COMPITO DA SVOLGERE: Per favore, prosegui il brano dell'intervista sul Festival e sulla nuova coscienza sociale a partire dall'ultima frase riportata.

BRANO DA ESAMINARE:
--------------------

Il Papa ha chiesto una “nuova coscienza sociale”, appellandosi a “persone che abbiano il coraggio di prendere l’iniziativa”. Quale contributo viene dal Festival?
“Abbiamo vissuto numerose occasioni di confronto, e qui non si parlava d’idee ma di realtà. Il primato della realtà sull’idea, cioè del realismo sull’ideologia, peraltro, viene indicato proprio da Papa Francesco nella ‘Evangelii gaudium’. Tutti i dibattiti si sono concentrati sulla realtà: ad esempio parlando di banche, ossia di come la finanza possa essere strumento per fare impresa e creare lavoro; di cooperazione, con il ministro Poletti che ha incontrato le cooperative; di scuola, dedicando il convegno conclusivo a ‘imparare lavorando’; di come far rivivere la dottrina sociale negli atenei”.

--------------------

DATI IN INGRESSO:
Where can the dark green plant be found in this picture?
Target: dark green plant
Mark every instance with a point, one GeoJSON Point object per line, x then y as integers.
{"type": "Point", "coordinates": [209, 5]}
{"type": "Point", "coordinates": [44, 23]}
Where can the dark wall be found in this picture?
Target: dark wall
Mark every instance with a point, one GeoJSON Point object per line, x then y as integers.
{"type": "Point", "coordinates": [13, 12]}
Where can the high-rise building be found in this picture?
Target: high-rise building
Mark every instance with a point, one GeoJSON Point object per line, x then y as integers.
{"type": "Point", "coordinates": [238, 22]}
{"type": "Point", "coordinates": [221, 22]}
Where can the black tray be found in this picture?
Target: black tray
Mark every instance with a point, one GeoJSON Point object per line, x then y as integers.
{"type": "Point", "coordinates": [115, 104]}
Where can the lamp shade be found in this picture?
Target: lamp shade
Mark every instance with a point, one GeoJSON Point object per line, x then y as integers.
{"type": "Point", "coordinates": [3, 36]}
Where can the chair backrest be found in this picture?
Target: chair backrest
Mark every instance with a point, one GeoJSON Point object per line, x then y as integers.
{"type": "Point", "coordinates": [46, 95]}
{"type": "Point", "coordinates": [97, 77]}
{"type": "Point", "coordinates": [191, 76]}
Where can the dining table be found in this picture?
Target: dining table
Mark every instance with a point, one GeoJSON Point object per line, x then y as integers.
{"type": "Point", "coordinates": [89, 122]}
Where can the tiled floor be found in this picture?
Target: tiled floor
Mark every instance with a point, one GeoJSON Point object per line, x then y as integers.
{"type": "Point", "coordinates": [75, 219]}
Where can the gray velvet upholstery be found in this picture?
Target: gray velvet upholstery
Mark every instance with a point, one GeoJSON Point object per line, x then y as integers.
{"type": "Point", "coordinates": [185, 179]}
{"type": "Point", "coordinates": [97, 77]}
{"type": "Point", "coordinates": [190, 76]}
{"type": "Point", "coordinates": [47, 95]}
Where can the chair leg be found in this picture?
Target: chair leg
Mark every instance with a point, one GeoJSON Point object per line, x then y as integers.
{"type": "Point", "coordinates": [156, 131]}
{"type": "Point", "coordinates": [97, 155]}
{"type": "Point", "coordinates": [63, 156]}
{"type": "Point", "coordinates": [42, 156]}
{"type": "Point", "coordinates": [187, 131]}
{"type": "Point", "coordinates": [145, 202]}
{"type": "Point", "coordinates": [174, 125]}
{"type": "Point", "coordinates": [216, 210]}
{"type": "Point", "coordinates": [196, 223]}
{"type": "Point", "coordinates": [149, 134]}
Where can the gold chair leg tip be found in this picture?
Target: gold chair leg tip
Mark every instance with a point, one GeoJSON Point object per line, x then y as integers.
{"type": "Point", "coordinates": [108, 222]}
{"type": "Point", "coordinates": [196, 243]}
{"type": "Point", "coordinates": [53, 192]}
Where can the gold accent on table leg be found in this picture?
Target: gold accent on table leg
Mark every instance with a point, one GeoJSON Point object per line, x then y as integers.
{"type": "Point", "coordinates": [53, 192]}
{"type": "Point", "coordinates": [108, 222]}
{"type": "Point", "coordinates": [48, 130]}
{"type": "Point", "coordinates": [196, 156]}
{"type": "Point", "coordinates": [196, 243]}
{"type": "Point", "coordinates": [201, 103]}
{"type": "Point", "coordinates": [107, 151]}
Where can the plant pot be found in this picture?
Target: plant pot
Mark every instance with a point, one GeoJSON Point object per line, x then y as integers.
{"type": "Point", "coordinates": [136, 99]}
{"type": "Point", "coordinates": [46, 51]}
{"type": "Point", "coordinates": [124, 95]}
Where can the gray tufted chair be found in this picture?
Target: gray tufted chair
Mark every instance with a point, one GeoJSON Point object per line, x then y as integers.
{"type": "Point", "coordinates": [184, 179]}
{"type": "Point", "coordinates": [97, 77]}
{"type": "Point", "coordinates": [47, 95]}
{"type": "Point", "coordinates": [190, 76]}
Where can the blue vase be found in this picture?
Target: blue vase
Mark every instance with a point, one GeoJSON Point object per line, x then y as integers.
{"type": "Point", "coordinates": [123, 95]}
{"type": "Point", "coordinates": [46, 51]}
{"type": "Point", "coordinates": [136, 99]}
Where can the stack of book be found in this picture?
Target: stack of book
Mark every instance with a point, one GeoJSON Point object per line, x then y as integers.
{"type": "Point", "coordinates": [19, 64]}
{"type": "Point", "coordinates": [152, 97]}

--------------------

RISULTATO DELL'ESERCIZIO:
Il successo del Festival mostra una nuova sensibilità verso la dottrina sociale. Come diffonderne la conoscenza e la messa in pratica dei suoi principi?
“La rivista ‘La Società’, che da molti anni si dedica con continuità all’approfondimento culturale dei temi della dottrina sociale, è diventata un punto di riferimento per tutti i gruppi sparsi sul territorio. In secondo luogo, a Roma abbiamo la tradizione ormai consolidata di organizzare ‘laboratori della dottrina sociale’, eventi nei quali studiosi, operatori pastorali, giovani, esponenti politici ecc. s’incontrano per mettere a confronto i principi con l’attualità. La dottrina sociale non è un ricettario, un’ideologia della terza via tra capitalismo e socialismo, un prontuario di soluzioni, bensì è teologia morale. È una grande ispirazione che poi chiede mediazioni culturali”.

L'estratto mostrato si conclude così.